### TASK TO CARRY OUT
Rewrite the records from the line containing "[tag] metal warehouse" down to the line containing "(1113, 801)", swapping "pallet" for "wooden pallet" and keeping everything else identical. Return only those lines.

### EXTRACTED RECORDS
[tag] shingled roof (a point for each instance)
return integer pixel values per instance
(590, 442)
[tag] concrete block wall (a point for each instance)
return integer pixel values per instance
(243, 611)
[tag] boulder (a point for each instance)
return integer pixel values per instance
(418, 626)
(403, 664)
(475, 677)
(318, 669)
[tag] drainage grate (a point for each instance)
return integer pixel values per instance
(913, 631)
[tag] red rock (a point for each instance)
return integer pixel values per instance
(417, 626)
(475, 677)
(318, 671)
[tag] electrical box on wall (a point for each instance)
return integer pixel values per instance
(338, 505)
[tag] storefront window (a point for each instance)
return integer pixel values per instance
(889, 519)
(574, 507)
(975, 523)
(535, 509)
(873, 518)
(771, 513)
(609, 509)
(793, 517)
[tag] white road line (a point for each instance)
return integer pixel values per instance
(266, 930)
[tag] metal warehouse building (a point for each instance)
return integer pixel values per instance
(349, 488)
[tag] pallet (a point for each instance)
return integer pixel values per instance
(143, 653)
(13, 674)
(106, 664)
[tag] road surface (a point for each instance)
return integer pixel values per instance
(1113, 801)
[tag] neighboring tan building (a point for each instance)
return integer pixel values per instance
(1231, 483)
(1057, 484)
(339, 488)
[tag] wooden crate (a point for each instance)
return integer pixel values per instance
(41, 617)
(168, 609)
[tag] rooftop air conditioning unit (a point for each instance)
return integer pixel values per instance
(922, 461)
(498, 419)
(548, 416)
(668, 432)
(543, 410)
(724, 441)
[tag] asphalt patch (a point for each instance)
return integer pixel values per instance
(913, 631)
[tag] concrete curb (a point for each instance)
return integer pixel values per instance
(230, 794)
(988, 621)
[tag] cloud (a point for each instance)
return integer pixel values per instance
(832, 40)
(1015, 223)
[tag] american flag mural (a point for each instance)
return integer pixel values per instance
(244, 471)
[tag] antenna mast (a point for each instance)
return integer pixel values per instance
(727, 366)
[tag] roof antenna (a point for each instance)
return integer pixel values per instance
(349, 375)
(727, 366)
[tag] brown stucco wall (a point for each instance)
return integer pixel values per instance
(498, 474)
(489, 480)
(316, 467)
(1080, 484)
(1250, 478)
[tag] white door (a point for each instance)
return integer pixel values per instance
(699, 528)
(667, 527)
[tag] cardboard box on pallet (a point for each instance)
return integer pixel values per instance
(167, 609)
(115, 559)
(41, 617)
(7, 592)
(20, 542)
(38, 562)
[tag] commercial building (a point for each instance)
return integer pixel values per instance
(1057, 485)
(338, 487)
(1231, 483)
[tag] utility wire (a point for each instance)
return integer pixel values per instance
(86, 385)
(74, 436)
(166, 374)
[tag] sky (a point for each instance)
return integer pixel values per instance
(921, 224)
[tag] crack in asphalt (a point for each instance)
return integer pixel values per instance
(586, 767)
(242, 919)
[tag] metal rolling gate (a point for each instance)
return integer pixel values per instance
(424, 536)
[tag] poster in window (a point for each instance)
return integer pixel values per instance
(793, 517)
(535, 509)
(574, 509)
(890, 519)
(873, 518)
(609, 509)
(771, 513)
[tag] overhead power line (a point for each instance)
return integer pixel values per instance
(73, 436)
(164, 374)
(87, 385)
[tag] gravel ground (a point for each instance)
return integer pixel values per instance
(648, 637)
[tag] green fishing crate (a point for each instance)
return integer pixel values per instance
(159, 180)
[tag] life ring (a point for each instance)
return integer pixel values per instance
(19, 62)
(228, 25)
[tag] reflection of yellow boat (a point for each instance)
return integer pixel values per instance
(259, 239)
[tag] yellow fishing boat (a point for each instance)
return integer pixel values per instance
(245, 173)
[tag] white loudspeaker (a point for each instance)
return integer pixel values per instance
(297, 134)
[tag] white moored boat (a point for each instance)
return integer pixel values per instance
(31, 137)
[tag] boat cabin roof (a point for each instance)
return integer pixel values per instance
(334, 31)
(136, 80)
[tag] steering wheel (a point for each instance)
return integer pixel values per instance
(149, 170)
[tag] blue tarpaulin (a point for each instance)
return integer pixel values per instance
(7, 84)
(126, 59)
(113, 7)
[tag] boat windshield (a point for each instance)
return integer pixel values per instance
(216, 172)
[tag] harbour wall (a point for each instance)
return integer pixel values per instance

### FINISHED ANSWER
[tag] metal warehouse building (a point for each instance)
return integer pixel values per instance
(349, 488)
[tag] wooden pallet (a point for each instance)
return integer pixel values per instance
(143, 653)
(13, 674)
(106, 664)
[tag] road surface (a point for each instance)
return integer pixel values per instance
(1113, 801)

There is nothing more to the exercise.